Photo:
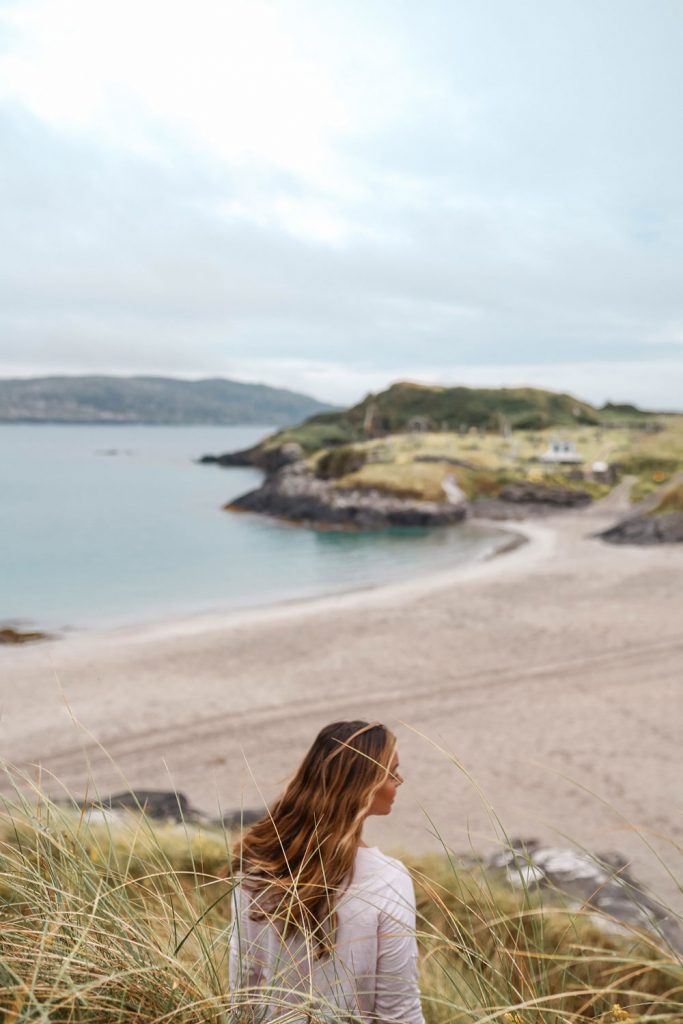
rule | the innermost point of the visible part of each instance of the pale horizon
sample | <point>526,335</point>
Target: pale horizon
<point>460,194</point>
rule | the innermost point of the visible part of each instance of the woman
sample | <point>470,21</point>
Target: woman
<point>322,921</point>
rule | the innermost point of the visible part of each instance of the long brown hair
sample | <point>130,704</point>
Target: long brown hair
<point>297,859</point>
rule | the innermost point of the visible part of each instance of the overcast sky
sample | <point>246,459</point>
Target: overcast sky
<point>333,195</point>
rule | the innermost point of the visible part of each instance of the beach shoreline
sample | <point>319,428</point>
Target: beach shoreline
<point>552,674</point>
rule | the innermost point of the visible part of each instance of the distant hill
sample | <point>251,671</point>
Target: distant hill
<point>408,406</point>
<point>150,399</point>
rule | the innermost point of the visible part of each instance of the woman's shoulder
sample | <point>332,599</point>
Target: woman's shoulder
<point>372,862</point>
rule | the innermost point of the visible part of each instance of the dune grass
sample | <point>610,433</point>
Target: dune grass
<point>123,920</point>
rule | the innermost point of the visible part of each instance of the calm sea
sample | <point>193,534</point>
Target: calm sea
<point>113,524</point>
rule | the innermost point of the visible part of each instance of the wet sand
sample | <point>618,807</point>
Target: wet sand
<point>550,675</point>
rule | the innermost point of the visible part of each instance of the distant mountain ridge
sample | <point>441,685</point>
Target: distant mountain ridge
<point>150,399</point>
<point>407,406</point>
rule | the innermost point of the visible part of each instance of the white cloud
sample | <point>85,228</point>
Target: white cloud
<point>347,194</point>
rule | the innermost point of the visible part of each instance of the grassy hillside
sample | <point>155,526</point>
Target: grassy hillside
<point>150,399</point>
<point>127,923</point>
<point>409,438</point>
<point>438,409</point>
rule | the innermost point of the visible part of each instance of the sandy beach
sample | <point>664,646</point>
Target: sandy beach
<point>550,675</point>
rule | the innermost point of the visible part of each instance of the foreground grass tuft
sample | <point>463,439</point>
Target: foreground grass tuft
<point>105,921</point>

+-------+

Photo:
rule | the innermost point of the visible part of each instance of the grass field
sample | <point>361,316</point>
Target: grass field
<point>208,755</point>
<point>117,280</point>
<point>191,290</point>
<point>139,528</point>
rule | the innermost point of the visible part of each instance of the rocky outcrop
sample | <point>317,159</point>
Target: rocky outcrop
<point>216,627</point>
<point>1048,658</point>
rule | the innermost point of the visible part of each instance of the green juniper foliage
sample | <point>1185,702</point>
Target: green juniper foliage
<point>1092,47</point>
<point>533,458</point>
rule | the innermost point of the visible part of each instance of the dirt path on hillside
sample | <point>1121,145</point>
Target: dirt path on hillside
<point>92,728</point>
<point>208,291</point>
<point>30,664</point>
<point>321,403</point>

+-------+

#### Exercise description
Reproduce, character for character, only the lines of the preceding data that start at the line with "Target: pale horizon" and end at the line with "sample | <point>251,671</point>", both included.

#### Answer to this problem
Target: pale horizon
<point>460,194</point>
rule | the innermost point of the visible part of each instance of the woman
sample | <point>470,21</point>
Target: woman
<point>322,921</point>
rule | the innermost point of the visible part of each instance of the long brown hair
sample | <point>130,704</point>
Target: long brown hair
<point>297,859</point>
rule | the innermost point of the visible part of each instance of the overcast sky
sample | <point>246,459</point>
Target: overcast sky
<point>333,195</point>
rule | the innermost point of the visible part of each instance of the beach shoreline
sample | <point>319,428</point>
Target: beach shoreline
<point>552,674</point>
rule | the innermost point of the visible part of each instance of the distant hill
sample | <point>251,671</point>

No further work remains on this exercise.